SUPPLIED PASSAGE

For those who've even heard of it on American shores, the caffe allongé is, to many, much-maligned. And that's no surprise: US specialty coffee trends have definitively shifted towards the short shot—ristretto, or restricted, espresso pulls that draw a small amount of concentrated espresso with intense flavor. The allongé, or as it is known in Italian, the lungo, is considered strange, at best, by those who've embraced the ristretto trend. But to make a short story long...there's more to the allongé than a style mysteriously popular in Quebec.

The allongé (call it lungo if you prefer, though some draw a distinction that an allongé is an even longer shot than a lungo) has become a source of inspiration and exploration among coffee thinkers and drinkers. Popular consensus nearly everywhere but Quebec—where the drink not only takes its name from the French "to draw out", but served for years as the province's best approximation of filter coffee—is that the preparation of espresso in a very long shot produces negative taste. But does it have to?

Espresso Basics: The Short and Long of It

A traditional espresso shot usually involves approximately 18 to 20 grams of espresso, with water extracted through it at high pressure to yield around 30 grams of liquid. Your local fancy-pants shop may well draw you a "shorter" shot, i.e. one with even less volume. An allongé will be a longer shot: at least double, if not more, than the traditional espresso volume, and thus will produce what at first may simply appear to be "more coffee".

But unlike an Americano, wherein an espresso shot is expanded in volume with the addition of hot water, an allongé increases its cup share with brewed coffee, and while the longer extraction time can produce unappealing results with some coffees—by flattening out the rich notes the espresso blend was composed specifically to produce—other coffees in this preparation can reveal lovely nuance and flavor that otherwise get lost in the espresso shuffle.

Charles Babinski of LA's Glanville & Babinski is philosophical about it: "In a way there's no perfect espresso, but that's good. You can stop worrying about finding the perfect espresso and open your mind up to the ideas of what it can be."

"opening up the ideas of what espresso can be can involve drawing long, and longer shots, which have the surprising effect of exposing a whole new range of flavors within a coffee."

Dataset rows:
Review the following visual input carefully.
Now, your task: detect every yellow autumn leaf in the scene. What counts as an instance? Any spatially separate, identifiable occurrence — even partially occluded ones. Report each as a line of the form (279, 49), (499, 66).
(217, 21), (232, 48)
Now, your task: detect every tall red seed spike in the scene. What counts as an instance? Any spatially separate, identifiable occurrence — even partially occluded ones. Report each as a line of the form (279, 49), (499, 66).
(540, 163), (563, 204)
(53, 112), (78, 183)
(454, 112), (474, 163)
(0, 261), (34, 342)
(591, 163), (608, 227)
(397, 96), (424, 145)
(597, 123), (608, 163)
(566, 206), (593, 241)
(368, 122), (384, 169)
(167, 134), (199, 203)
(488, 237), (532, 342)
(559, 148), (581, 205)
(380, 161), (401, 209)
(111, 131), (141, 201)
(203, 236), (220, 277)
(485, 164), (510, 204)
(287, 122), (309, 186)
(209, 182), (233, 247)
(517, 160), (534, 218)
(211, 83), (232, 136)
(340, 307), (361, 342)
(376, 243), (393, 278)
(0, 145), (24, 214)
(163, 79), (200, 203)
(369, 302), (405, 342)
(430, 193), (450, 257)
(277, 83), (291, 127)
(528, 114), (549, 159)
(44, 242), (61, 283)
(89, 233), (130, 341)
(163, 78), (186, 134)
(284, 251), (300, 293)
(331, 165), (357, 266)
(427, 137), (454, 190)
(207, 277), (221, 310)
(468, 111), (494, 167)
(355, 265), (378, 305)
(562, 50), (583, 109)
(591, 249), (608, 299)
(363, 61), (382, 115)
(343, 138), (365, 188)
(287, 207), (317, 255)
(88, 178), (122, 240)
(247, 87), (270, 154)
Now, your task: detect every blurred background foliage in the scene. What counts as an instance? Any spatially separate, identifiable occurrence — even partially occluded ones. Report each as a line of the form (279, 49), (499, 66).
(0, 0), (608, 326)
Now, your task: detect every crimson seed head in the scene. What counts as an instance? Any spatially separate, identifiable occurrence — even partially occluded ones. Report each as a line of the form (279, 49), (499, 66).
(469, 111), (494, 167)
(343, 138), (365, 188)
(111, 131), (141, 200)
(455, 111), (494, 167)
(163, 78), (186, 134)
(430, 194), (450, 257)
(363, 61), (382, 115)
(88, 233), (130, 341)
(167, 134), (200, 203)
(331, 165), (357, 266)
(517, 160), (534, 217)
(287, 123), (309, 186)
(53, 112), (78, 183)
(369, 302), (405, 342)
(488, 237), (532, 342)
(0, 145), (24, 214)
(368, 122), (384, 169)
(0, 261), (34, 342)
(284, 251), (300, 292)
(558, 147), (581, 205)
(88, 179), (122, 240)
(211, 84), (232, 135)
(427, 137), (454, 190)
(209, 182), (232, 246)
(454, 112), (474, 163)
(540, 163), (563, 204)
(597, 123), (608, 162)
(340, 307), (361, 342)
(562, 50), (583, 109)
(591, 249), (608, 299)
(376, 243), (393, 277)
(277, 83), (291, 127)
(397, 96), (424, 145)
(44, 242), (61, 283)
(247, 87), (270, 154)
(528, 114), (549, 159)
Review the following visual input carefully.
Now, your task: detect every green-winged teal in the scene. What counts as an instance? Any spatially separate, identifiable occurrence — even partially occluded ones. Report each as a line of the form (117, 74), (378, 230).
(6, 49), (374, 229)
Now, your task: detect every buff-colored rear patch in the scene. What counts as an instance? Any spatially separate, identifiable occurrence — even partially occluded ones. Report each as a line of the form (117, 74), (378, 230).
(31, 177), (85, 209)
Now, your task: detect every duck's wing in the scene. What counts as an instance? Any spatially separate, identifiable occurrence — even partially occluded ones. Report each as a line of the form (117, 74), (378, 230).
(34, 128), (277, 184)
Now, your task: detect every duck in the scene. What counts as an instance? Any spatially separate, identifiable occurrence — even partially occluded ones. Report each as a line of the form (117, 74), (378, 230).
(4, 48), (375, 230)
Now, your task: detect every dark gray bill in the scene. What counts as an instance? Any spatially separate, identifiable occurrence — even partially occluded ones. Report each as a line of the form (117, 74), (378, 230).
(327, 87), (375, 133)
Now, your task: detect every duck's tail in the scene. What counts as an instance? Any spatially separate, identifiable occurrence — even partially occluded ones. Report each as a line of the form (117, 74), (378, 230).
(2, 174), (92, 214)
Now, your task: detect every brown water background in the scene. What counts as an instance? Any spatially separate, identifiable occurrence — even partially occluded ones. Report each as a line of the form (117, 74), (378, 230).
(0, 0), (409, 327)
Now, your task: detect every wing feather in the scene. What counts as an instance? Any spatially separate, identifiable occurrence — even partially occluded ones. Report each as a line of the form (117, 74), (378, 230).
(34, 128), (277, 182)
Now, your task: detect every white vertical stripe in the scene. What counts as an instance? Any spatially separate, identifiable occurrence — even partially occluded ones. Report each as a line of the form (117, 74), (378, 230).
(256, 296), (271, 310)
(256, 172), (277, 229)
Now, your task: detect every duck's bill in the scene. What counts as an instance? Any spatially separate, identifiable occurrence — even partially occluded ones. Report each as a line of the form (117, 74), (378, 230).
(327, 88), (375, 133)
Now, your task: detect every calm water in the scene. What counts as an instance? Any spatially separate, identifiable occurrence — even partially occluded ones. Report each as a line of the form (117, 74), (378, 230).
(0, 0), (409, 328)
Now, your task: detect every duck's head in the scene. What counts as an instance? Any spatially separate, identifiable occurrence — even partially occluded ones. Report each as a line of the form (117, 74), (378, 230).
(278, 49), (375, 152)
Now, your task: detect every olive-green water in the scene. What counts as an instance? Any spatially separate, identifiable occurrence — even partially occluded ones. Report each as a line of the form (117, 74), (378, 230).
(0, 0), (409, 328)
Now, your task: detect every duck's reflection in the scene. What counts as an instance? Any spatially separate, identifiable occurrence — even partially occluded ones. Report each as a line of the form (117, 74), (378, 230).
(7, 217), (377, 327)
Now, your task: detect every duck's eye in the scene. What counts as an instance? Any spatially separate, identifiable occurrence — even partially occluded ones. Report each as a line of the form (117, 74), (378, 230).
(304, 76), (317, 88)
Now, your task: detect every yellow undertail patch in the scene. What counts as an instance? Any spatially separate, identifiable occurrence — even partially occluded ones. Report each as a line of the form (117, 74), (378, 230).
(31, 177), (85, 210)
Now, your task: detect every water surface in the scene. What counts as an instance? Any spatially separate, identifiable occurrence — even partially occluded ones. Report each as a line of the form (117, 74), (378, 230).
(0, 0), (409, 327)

GOAL
In the piece on the allongé, swap "Americano" for "long black" in the stretch starting at "But unlike an" and ending at "the espresso shuffle.", then give that stretch back.

ANSWER TO THIS TASK
But unlike an long black, wherein an espresso shot is expanded in volume with the addition of hot water, an allongé increases its cup share with brewed coffee, and while the longer extraction time can produce unappealing results with some coffees—by flattening out the rich notes the espresso blend was composed specifically to produce—other coffees in this preparation can reveal lovely nuance and flavor that otherwise get lost in the espresso shuffle.